Textauszug
Universelle Filterblasen oder gar de-facto-Zensur – Was macht Amazon da?

Sind meine Bücher eine Zumutung für das Kundenerlebnis?
Betreibe ich mit meiner Veröffentlichung „Ausnutzung“ einer aktuellen Katastrophe?

Müssen Menschen am Ende vor Konfrontation mit diesen Büchern geschützt werden?

Diese Fragen musste ich mir kürzlich stellen.

Laut Amazon ist die Antwort auf diese Fragen: Ja.

Begründung:
„Aufgrund aktueller Ereignisse ist Ihre Werbeanzeige oder Ihr Produkt nicht für Werbung mit gesponserten Anzeigen geeignet und wird vorübergehend beschränkt. Um ein gutes Kundenerlebnis zu gewährleisten, entfernen Sie bitte alle Produkte im Zusammenhang mit heiklen Ereignissen wie Naturkatastrophen, von Menschen verursachten Katastrophen, Gesundheitsnotständen, Tragödien, die viele Menschen betreffen, oder dem Tod von Persönlichkeiten des öffentlichen Lebens.“ (Zitat, Support Amazon-Advertising)

Hintergrund: Ich habe phantastische Kurzgeschichten zum Thema Corona geschrieben. Ich habe mir intensiv und kritisch Gedanken zu verschiedenen Aspekten der Situation gemacht und versucht diese unterhaltsam zu verpacken.

Aufgabenstellung
Schreiben Sie aus dem Text über Amazons Werbebeschränkung den Abschnitt wortgetreu ab, der bei "Universelle Filterblasen oder" beginnt und bis einschließlich "diese Fragen: Ja." reicht.

Auszüge aus Pointing-Datensätzen
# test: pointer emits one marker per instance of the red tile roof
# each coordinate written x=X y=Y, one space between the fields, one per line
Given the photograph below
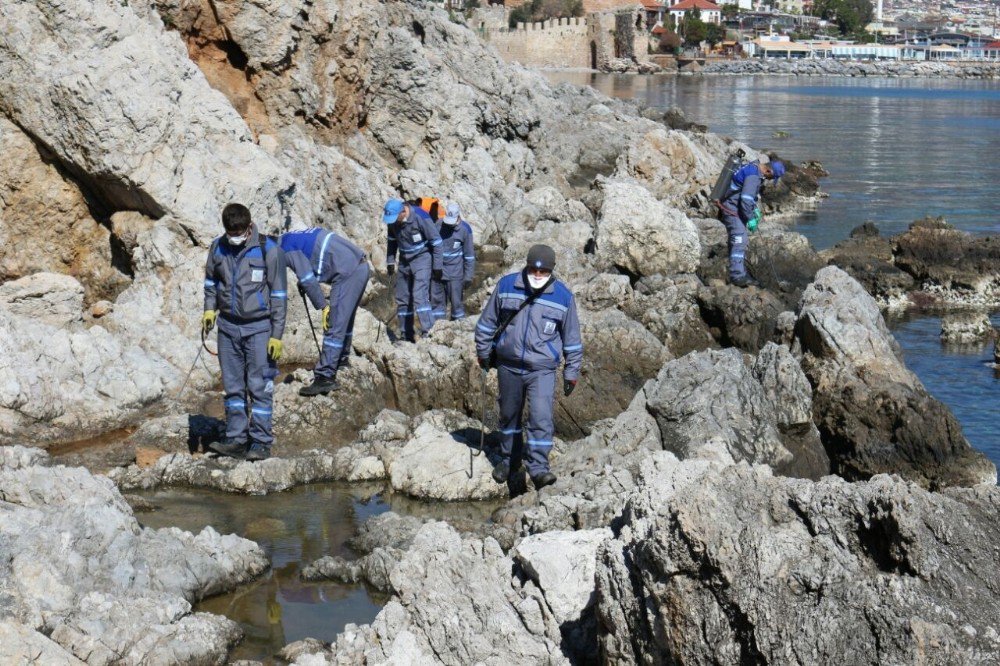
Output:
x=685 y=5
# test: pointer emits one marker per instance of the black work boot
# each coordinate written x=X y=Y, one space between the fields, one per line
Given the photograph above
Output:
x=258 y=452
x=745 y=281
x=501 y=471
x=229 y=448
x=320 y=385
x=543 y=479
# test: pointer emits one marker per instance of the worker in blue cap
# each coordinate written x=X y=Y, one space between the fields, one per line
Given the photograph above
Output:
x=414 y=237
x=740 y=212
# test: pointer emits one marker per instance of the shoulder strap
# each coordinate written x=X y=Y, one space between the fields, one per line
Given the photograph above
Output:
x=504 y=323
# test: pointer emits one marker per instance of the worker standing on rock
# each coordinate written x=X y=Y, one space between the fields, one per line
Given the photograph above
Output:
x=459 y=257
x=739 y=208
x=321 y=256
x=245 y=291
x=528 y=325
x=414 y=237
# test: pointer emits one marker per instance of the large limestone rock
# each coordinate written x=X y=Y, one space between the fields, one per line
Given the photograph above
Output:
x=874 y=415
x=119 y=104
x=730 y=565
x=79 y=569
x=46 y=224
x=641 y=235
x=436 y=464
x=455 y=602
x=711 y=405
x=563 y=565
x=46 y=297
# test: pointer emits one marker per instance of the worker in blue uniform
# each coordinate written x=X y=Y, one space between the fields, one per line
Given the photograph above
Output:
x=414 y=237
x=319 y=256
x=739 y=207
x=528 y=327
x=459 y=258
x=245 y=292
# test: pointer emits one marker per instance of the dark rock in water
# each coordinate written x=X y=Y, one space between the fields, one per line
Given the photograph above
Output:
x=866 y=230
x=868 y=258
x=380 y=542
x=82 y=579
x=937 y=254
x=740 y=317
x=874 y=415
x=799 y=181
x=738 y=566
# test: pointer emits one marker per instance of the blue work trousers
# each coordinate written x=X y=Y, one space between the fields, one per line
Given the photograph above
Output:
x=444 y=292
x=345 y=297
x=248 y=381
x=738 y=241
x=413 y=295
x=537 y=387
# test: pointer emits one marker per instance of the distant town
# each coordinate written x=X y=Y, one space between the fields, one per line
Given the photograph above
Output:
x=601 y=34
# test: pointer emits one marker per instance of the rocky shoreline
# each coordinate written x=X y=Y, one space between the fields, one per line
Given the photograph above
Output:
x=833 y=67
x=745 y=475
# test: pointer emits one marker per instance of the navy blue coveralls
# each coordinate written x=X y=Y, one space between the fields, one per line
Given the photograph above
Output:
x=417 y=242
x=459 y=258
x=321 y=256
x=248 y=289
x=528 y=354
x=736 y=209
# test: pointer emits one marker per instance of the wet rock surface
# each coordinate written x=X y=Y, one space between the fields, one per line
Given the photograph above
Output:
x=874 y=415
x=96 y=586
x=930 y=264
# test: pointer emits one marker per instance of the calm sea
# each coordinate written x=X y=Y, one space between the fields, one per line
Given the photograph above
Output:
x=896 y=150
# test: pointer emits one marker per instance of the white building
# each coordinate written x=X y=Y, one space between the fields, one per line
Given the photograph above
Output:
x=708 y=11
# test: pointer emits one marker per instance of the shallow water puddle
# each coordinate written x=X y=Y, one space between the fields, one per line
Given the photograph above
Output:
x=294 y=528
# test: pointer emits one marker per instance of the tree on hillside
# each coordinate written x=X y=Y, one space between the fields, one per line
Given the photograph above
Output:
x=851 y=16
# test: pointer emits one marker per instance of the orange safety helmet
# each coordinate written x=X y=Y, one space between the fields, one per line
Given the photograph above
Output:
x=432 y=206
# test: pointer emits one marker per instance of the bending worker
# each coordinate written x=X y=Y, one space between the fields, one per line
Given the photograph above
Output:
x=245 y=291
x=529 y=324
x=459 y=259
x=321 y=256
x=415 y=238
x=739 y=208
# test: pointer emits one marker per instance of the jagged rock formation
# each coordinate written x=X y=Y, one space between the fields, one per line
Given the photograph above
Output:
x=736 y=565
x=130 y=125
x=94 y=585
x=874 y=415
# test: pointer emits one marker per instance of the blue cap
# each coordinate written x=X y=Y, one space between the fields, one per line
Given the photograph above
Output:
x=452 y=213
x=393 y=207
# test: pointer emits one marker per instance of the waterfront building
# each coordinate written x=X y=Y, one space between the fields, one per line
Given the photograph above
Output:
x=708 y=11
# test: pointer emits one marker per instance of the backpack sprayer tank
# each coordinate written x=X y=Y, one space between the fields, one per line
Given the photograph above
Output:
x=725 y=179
==
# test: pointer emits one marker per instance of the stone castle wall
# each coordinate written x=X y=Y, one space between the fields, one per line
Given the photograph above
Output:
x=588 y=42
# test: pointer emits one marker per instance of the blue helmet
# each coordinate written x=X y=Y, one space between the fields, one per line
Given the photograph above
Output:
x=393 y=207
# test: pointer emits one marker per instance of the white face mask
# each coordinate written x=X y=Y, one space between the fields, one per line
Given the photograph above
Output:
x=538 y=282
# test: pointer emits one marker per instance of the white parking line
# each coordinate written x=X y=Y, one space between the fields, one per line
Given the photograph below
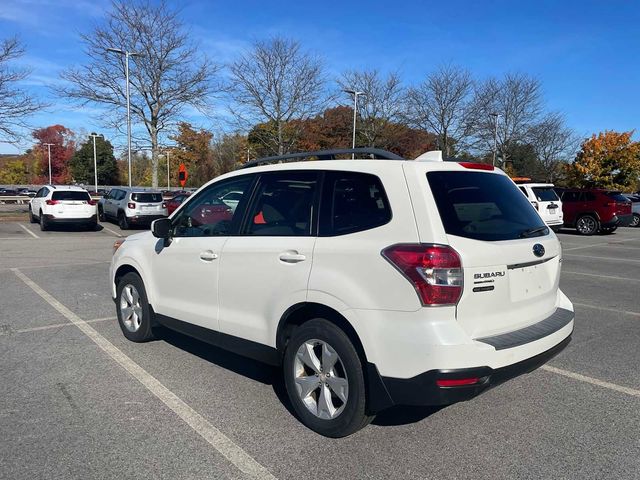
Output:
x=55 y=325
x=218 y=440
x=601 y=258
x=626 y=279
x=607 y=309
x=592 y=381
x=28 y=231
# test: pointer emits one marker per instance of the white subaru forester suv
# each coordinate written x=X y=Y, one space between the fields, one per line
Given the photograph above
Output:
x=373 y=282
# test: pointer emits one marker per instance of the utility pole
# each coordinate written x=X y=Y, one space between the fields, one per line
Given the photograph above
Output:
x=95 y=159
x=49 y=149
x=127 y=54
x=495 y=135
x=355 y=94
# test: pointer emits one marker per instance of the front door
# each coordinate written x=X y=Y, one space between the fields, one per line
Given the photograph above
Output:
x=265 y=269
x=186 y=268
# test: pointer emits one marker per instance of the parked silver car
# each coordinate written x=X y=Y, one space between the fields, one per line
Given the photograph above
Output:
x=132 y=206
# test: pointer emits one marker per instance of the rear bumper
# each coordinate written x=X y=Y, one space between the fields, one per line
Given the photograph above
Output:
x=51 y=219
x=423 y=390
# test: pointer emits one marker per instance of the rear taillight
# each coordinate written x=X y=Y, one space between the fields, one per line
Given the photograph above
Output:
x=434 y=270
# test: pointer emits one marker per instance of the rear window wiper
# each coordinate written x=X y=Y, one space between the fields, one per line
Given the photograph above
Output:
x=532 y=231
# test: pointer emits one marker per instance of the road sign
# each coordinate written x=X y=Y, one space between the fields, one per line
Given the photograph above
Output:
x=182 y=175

Erwartete Ausgabe
Universelle Filterblasen oder gar de-facto-Zensur – Was macht Amazon da?

Sind meine Bücher eine Zumutung für das Kundenerlebnis?
Betreibe ich mit meiner Veröffentlichung „Ausnutzung“ einer aktuellen Katastrophe?

Müssen Menschen am Ende vor Konfrontation mit diesen Büchern geschützt werden?

Diese Fragen musste ich mir kürzlich stellen.

Laut Amazon ist die Antwort auf diese Fragen: Ja.